Given entries:
****************************************
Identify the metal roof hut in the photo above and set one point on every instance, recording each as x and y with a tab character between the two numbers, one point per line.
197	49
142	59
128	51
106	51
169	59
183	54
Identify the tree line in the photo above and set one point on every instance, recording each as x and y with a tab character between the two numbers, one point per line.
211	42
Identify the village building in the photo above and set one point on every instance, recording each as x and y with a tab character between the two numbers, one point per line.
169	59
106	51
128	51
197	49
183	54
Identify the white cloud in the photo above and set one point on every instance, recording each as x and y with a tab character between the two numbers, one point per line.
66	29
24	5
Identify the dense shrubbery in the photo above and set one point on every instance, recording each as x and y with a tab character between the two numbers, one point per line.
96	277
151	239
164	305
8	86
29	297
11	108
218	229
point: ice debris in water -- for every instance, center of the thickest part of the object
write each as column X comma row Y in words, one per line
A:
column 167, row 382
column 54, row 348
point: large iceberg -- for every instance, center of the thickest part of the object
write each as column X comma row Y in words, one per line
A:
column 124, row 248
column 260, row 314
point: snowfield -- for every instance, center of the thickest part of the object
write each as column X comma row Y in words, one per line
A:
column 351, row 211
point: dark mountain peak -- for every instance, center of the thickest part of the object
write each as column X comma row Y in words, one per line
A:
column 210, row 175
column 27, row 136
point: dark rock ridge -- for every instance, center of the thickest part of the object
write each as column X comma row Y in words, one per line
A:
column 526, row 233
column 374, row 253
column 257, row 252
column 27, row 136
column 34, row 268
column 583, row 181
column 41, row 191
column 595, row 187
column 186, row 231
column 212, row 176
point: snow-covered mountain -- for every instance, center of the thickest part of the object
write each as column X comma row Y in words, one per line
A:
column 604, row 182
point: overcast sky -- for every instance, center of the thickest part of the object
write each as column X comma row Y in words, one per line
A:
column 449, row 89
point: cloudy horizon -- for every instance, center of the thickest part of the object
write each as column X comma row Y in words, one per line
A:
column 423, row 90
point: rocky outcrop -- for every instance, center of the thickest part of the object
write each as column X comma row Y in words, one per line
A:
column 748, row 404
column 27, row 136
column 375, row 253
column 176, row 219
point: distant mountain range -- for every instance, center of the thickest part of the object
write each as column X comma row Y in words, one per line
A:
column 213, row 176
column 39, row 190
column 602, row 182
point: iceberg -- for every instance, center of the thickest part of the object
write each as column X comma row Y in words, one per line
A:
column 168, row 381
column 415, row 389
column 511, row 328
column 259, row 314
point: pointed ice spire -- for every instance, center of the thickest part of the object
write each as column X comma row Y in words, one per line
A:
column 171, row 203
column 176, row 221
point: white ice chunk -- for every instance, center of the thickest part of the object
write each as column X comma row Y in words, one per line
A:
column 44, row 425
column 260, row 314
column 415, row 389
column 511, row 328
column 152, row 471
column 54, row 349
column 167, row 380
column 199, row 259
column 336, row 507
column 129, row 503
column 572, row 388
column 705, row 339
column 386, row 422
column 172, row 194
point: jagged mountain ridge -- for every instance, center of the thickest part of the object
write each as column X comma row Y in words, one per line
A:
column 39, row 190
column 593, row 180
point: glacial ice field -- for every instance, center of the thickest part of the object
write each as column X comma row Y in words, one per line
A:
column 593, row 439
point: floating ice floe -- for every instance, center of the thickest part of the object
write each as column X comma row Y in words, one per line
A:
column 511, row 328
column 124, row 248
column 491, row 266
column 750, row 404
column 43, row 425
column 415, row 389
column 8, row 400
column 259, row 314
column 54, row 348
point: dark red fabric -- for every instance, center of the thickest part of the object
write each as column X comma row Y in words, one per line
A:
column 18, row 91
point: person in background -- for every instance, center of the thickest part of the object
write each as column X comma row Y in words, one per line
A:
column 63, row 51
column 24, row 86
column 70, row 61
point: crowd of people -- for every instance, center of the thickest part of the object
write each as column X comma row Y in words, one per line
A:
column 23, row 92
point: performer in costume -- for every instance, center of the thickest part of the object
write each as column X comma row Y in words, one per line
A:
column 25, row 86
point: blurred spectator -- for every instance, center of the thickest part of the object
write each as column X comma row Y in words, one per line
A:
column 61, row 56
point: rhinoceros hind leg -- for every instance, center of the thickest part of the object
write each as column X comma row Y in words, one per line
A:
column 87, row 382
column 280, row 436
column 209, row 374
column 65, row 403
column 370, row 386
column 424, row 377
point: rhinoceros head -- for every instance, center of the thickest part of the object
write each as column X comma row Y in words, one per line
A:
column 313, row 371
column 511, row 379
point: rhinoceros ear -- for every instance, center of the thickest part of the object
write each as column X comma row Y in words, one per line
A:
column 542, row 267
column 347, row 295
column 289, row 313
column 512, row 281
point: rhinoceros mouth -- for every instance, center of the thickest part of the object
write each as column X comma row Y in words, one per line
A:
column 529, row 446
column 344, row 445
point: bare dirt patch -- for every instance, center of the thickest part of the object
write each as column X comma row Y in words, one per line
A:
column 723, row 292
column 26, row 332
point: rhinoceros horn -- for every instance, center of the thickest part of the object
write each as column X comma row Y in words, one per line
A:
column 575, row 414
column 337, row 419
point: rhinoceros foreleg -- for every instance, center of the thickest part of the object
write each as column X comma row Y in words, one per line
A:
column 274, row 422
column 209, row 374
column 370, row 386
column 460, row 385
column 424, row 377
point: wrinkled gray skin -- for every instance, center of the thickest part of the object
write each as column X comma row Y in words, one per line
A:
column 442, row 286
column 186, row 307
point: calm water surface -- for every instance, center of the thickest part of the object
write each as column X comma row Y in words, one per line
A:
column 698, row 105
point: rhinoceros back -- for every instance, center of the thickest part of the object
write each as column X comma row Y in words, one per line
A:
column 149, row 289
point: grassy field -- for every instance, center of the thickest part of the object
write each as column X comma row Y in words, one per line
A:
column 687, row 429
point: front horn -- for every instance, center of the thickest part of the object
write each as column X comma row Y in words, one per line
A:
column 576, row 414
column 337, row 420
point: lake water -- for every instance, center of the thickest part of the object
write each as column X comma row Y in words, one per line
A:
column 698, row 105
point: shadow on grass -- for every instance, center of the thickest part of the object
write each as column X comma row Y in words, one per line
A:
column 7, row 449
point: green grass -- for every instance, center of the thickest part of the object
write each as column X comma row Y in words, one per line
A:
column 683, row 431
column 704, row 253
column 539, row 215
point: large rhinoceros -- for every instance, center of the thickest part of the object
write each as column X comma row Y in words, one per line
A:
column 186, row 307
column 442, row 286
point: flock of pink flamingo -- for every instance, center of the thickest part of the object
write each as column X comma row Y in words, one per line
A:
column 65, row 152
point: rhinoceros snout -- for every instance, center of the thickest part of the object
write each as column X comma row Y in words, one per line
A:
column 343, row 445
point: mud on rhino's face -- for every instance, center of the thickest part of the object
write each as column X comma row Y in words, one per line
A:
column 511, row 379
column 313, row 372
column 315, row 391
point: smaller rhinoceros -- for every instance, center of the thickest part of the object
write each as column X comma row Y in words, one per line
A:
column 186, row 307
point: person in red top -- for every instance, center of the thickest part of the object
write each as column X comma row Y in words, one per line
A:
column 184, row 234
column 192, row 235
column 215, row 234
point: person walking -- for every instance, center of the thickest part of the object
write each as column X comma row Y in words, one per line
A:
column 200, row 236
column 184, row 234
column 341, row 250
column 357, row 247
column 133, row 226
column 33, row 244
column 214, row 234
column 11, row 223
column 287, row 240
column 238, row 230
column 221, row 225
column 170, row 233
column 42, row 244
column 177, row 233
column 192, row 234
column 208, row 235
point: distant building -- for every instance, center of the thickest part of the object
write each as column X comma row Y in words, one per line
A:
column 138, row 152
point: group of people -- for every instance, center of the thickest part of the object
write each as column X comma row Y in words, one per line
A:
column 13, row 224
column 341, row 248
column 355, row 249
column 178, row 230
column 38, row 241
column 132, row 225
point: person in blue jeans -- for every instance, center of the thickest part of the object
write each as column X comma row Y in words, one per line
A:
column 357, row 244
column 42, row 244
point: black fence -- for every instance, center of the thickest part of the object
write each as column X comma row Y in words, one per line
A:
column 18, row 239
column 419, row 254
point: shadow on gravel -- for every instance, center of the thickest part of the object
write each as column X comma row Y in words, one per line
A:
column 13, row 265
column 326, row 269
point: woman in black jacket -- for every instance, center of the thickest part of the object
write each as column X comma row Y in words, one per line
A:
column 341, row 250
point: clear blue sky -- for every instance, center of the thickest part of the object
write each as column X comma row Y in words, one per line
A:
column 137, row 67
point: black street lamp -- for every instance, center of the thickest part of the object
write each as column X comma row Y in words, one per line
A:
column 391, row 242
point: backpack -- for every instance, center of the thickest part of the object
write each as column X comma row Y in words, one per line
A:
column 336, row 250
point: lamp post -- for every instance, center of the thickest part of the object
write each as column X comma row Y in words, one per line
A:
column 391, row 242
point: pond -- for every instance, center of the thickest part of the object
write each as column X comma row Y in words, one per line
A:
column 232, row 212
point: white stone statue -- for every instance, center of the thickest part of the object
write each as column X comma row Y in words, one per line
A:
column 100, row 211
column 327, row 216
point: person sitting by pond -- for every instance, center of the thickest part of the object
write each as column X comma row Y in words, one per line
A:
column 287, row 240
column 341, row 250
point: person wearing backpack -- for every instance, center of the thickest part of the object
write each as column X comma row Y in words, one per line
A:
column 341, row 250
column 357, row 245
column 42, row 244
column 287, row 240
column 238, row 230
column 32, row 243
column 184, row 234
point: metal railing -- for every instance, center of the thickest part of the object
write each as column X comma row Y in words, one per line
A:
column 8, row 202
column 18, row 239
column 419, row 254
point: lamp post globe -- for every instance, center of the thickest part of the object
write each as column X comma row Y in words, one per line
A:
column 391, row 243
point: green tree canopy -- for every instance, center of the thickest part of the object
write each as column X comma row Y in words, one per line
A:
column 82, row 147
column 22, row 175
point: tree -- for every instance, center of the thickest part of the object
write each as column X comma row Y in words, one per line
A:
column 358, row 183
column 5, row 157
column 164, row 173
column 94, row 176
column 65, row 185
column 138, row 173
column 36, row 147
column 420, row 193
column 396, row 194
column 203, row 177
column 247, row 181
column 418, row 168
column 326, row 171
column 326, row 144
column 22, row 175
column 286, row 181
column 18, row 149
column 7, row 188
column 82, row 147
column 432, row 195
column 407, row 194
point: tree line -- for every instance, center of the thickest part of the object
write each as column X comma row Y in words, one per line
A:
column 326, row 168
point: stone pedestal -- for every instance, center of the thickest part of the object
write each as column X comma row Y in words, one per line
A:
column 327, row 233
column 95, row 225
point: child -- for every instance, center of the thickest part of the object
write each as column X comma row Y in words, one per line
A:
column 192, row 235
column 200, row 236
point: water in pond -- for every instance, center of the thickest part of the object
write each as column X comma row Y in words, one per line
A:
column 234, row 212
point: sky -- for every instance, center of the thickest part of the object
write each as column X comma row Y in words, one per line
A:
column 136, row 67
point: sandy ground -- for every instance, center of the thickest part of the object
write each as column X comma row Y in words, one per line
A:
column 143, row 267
****************************************
Problem:
Please write out, unchanged, the part of the records that opens with the line containing "point: large iceberg" and closes with the line containing "column 449, row 89", keeping both of those lines.

Result for this task:
point: large iceberg -- for every instance, center of the thickest part of the object
write each as column X comma row Y in words, one per line
A:
column 124, row 248
column 260, row 314
point: snowfield -- for every instance, center of the thickest part of the object
write each as column X comma row Y in words, one per line
A:
column 351, row 211
point: dark mountain peak -- for every instance, center of the thickest part of the object
write each as column X comma row Y in words, one per line
A:
column 210, row 175
column 27, row 136
point: dark rock ridge -- for every instance, center of the thickest part of the object
write each as column X comma row Y in words, one per line
A:
column 526, row 233
column 374, row 253
column 257, row 252
column 27, row 136
column 34, row 268
column 583, row 181
column 41, row 191
column 595, row 187
column 186, row 231
column 212, row 176
point: snow-covered mountain -- for every instance, center of the thickest part of the object
write each as column X comma row Y in words, one per line
A:
column 604, row 182
point: overcast sky -- for every instance, center of the thickest part of the object
write each as column X comma row Y in words, one per line
A:
column 449, row 89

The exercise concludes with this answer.